◆ Task brief ◆
Please quote the passage below on boosting endorphins word for word, between "Our bodies function" and "and minimizing pain.", inclusive.

◆ Selected text ◆
============

Our bodies function like machines do and sometimes they malfunction and perform in a less than ideal fashion, but there are many changes in our diet and lifestyle that can help them perform better, minimize the risk of illness and give us a much higher quality of life by maximizing pleasure and minimizing pain.
There are quite a few well-known ways to boost endorphin levels and show real results for people struggling with low endorphin levels.
- Regular Exercise
Who hasn’t heard of the “runner’s high”? Regular exercise helps you optimize bodily function in a multifaceted way and your body rewards this activity by producing a waterfall of endorphins. There is empirical evidence of brain scans before and after exercise that shows increased production of endorphins. Mild to moderate depression and anxiety can be treated with regular exercise on its own or coupled with other treatments.
Many fitness enthusiasts will report being addicted to the gym which is really just an addiction to the endorphin release accompanied by the workout. Working out in groups is supposed to accelerate and accentuate the same results.

============

◆ Information given ◆
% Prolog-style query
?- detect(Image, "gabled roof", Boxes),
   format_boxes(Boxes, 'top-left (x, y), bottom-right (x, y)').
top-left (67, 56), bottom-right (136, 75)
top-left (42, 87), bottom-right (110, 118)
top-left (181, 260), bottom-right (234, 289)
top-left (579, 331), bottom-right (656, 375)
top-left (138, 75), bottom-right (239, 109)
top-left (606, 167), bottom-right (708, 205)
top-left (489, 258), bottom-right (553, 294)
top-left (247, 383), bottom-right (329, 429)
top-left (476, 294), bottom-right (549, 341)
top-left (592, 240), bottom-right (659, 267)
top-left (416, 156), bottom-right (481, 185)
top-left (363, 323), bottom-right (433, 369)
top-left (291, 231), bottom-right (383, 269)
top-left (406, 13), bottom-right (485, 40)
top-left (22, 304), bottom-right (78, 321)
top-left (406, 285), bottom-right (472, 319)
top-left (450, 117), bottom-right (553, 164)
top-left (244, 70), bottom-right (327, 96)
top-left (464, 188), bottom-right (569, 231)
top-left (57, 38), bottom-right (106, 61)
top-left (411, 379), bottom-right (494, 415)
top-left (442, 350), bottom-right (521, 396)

============

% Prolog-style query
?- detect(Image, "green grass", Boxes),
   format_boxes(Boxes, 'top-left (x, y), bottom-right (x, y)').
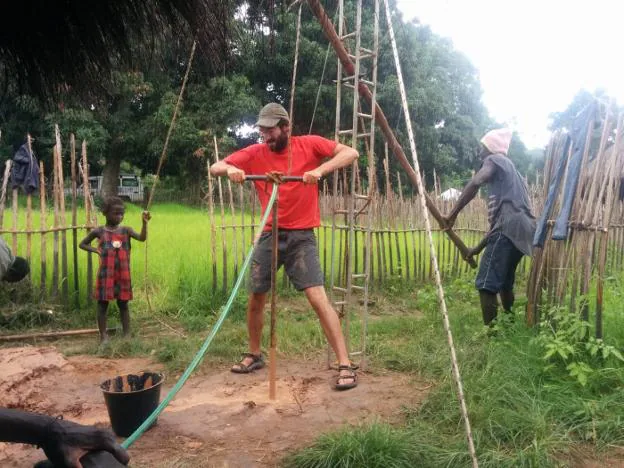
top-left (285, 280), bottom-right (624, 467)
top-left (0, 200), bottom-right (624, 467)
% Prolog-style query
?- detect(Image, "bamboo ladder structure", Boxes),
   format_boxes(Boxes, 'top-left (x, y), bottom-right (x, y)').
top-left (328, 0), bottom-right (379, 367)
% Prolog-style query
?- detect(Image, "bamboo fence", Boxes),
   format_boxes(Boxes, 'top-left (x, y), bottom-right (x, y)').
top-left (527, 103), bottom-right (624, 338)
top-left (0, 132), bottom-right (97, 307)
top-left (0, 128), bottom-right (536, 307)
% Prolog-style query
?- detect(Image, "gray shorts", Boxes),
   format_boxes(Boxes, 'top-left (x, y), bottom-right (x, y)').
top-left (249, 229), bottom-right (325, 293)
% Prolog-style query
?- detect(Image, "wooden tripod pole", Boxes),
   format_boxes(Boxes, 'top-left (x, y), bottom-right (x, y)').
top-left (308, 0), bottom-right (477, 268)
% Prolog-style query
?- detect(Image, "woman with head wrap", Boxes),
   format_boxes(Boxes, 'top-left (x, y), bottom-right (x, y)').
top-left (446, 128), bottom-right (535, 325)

============

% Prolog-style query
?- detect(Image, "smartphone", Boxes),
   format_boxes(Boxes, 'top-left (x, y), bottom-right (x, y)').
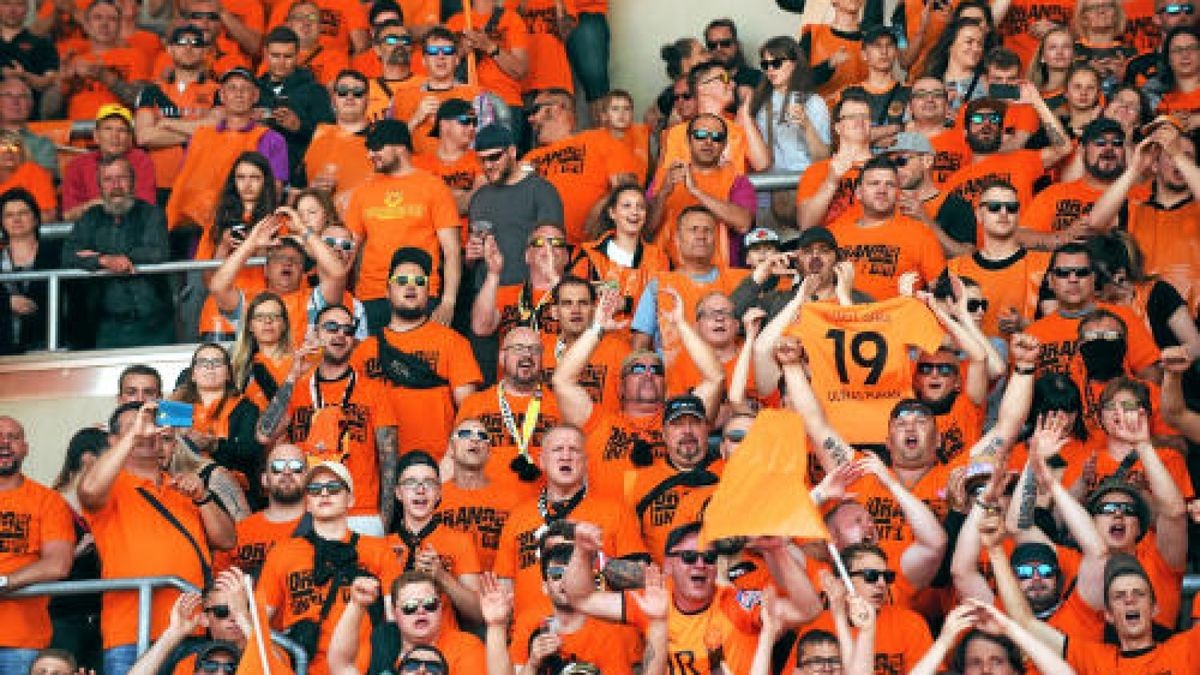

============

◆ Solution below ◆
Our bodies function like machines do and sometimes they malfunction and perform in a less than ideal fashion, but there are many changes in our diet and lifestyle that can help them perform better, minimize the risk of illness and give us a much higher quality of life by maximizing pleasure and minimizing pain.